**Source text**
I like Wacoal - looks like others here do too. It's a great brand.

and DO check out Simone Perele. Their stuff is fantastic, fits great and is classy and goregous and FRENCH, whether you want sexy lace or sports bras.

Tootsie Farklepants said...

Justin~ Ask yourself this: How many daily pairs of briefs/boxers are in your drawer? Daily bras get used just as often.

Anonymous said...

Even for us "less endowed" the quest for the perfect fit is endless, expensive and full of torture. I don't need some high school salesgirl's advice that I'm a B cup when I'm an A, so I hear ya, Tootsie.

Karen said...

I'm on a mission to find a good bra once again myself. For some reason all mine went kaput at the same time. Every day I bring a new one home from town only to return it the next time I'm there. Is there a custom bra maker that's reasonably priced? Is that too much to ask?

Bonnie the Boss said...

That was enjoyably funny!!! Thanks. We all feel your pain. Having to explain it to the hubby never works. They just aren't built to understand. That is why we all blog. Other women understand.

Angela Williams Duea said...

Ugghhh...strapless bras. I was shopping with my teens (we all needed one) and I was seriously looking for one with a tag that said, "This bra will make your boobs feel like they're in Tahiti." I would buy a case of them.

What I hate about bra shopping is the one you buy after trying on 50 of them, and it feels relatively OK until you have to wear it all day. Then you stuff it in a drawer and never wear it again.

Wineplz said...

Justin just missed out on getting a beat-down. Thank goodness for his disclaimer at the end. He failed to mention that the reason it seems I have so many bras is because his youngest child sucked all the breast tissue out of them and now I have to replace all my bitty B bras with nearly-non-existent A's. It's torturous and upsetting, so I try on the bras in the privacy of my own home because I refuse to cry like that in public.

**Provided material**
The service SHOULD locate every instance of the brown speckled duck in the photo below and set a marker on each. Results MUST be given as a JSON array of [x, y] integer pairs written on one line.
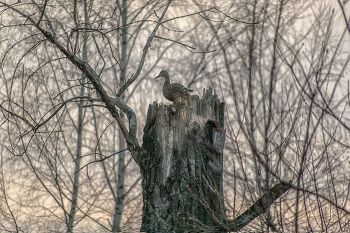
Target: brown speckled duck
[[172, 91]]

**Problem details**
Besides Wacoal, which brand does the first of the bra-shopping comments urge readers to check out? The listing isn't needed here.

**Task result**
Simone Perele.